*** Material provided ***

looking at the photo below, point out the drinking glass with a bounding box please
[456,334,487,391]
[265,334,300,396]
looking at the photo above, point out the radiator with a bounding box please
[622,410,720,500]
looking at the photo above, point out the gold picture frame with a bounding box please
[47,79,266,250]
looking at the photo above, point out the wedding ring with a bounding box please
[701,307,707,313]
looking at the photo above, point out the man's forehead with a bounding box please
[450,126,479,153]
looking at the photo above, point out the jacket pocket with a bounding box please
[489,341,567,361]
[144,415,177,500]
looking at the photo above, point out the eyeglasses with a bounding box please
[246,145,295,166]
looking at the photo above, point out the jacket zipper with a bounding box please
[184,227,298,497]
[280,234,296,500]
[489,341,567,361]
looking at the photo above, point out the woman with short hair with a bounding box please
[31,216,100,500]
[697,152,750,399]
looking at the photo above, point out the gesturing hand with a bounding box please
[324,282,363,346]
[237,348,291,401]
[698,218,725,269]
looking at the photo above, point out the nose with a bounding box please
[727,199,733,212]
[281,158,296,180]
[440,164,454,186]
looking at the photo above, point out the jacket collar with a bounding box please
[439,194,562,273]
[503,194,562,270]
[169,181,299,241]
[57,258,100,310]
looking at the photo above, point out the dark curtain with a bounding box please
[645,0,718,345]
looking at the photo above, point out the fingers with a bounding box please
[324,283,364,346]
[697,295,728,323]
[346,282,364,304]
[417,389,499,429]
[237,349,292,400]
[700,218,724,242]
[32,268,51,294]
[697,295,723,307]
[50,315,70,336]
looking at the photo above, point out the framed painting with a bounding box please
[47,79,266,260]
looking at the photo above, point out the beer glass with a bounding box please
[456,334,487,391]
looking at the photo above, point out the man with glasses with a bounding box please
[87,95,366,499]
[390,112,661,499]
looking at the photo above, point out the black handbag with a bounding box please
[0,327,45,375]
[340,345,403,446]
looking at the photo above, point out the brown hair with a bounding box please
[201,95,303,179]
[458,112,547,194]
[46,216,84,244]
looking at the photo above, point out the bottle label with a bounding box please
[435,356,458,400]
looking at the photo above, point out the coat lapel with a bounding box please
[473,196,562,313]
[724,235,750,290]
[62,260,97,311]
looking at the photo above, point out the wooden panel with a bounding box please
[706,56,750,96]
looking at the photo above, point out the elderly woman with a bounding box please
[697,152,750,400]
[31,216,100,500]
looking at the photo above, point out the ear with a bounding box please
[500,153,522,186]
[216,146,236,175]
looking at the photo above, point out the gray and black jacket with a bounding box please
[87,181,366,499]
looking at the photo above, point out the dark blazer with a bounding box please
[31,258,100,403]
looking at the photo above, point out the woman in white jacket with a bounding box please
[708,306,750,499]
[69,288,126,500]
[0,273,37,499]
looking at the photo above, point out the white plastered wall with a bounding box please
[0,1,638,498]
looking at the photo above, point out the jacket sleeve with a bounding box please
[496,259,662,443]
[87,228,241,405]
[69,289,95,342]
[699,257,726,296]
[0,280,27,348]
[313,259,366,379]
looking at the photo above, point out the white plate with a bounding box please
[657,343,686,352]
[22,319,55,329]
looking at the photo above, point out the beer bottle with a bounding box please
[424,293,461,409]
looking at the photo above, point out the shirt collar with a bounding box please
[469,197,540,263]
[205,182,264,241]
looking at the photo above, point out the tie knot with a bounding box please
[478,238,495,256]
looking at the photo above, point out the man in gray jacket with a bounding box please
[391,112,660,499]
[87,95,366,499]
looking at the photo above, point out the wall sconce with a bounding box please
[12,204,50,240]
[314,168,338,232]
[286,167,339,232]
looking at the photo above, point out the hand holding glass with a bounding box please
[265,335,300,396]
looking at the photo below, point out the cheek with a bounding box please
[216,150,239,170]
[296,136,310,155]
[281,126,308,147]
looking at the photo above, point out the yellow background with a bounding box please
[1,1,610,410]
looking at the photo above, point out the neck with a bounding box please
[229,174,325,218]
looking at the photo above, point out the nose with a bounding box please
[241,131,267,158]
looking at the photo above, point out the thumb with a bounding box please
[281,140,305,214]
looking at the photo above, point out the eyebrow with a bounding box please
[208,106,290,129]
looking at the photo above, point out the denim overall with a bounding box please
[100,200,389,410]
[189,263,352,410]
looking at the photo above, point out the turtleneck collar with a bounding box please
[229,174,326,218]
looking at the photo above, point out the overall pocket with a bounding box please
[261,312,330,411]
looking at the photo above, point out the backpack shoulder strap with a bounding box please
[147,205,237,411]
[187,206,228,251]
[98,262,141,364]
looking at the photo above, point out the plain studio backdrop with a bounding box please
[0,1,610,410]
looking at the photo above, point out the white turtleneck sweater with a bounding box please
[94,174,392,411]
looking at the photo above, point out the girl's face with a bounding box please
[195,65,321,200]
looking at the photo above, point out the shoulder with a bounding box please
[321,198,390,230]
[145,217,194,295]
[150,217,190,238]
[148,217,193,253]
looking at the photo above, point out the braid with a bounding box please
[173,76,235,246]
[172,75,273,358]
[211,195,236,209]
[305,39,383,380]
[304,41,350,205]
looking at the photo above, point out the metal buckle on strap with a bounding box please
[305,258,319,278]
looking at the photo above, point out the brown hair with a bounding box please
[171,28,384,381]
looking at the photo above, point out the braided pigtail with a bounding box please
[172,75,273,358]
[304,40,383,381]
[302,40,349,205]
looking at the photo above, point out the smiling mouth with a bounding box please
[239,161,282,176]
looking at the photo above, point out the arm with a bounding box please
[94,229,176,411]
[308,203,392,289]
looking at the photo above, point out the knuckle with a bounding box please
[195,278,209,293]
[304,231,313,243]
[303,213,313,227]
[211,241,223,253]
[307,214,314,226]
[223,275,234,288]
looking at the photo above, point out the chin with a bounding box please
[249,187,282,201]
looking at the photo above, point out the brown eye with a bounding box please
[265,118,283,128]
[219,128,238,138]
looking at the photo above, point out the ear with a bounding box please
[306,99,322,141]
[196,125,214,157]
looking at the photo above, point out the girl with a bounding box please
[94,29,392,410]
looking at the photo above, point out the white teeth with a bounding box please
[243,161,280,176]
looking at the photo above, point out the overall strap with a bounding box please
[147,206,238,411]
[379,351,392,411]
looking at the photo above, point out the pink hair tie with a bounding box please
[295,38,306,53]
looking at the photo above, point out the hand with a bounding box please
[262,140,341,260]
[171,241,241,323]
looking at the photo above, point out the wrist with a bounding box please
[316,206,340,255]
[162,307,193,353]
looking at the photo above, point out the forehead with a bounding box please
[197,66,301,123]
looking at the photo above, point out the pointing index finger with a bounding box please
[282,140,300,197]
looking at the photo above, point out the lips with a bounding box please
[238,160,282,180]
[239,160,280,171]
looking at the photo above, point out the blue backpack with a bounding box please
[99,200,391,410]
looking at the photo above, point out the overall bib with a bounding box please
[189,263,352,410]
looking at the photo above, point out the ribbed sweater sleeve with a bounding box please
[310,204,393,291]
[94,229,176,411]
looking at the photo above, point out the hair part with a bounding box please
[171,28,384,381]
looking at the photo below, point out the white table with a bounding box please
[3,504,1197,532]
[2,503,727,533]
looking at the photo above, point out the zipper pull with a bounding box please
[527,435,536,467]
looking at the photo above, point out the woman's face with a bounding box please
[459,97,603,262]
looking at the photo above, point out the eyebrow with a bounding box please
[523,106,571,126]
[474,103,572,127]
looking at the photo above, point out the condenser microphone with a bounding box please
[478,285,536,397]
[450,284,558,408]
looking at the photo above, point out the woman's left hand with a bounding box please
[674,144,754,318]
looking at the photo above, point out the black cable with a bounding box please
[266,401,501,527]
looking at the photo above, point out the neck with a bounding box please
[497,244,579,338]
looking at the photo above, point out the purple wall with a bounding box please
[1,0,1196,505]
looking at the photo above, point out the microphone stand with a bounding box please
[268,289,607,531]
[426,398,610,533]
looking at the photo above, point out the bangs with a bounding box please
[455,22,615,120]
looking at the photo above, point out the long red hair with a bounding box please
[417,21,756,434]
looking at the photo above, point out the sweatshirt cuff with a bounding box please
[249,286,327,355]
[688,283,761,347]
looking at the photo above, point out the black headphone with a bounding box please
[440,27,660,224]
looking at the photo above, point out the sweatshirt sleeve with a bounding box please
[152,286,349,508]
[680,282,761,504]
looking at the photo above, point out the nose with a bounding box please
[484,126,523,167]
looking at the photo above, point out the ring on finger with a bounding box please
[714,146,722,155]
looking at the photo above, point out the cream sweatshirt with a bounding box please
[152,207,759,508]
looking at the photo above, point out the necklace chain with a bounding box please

*** End of Material provided ***

■ Instructions for the task: Output exactly the lines from the one containing "looking at the photo below, point out the white" through the last line of the records, both included. Output nothing else.

■ Expected output:
looking at the photo below, point out the white table with a bounding box please
[3,504,1197,532]
[2,503,727,533]
looking at the photo above, point out the zipper pull with a bounding box please
[527,435,536,467]
looking at the photo above, point out the woman's face with a bounding box please
[459,97,603,262]
looking at the photo above, point out the eyebrow with a bounding box please
[523,106,571,126]
[474,103,572,127]
looking at the photo above, point out the condenser microphone with a bounding box please
[478,285,536,397]
[450,284,558,408]
looking at the photo above, point out the woman's left hand with a bounding box please
[674,144,754,318]
looking at the photo above, point out the black cable with a bounding box please
[266,401,501,527]
looking at the photo above, point out the neck with a bounding box please
[497,244,579,338]
looking at the photo above, point out the purple wall with a bounding box please
[1,0,1196,505]
looking at the photo above, point out the microphone stand with a bounding box please
[268,289,607,531]
[426,398,610,533]
looking at the photo above, point out the bangs with a bounding box please
[455,22,615,120]
looking at the photo above, point out the long red hair with a bounding box please
[417,21,756,434]
looking at the photo above, point out the sweatshirt cuff with a bounding box please
[249,286,327,355]
[688,283,761,347]
looking at the photo above, point out the black headphone with a bounding box please
[440,27,660,224]
looking at the photo above, point out the sweatshirt sleeve with a bounding box please
[152,286,349,508]
[680,282,761,504]
looking at the photo above, point out the nose with a bounding box please
[484,126,523,167]
looking at the photo above, point out the ring on finger with a bounding box please
[714,146,722,155]
looking at the photo above, point out the cream sweatshirt with a bounding box please
[152,207,759,508]
looking at the photo above, point out the necklace chain with a bounding box please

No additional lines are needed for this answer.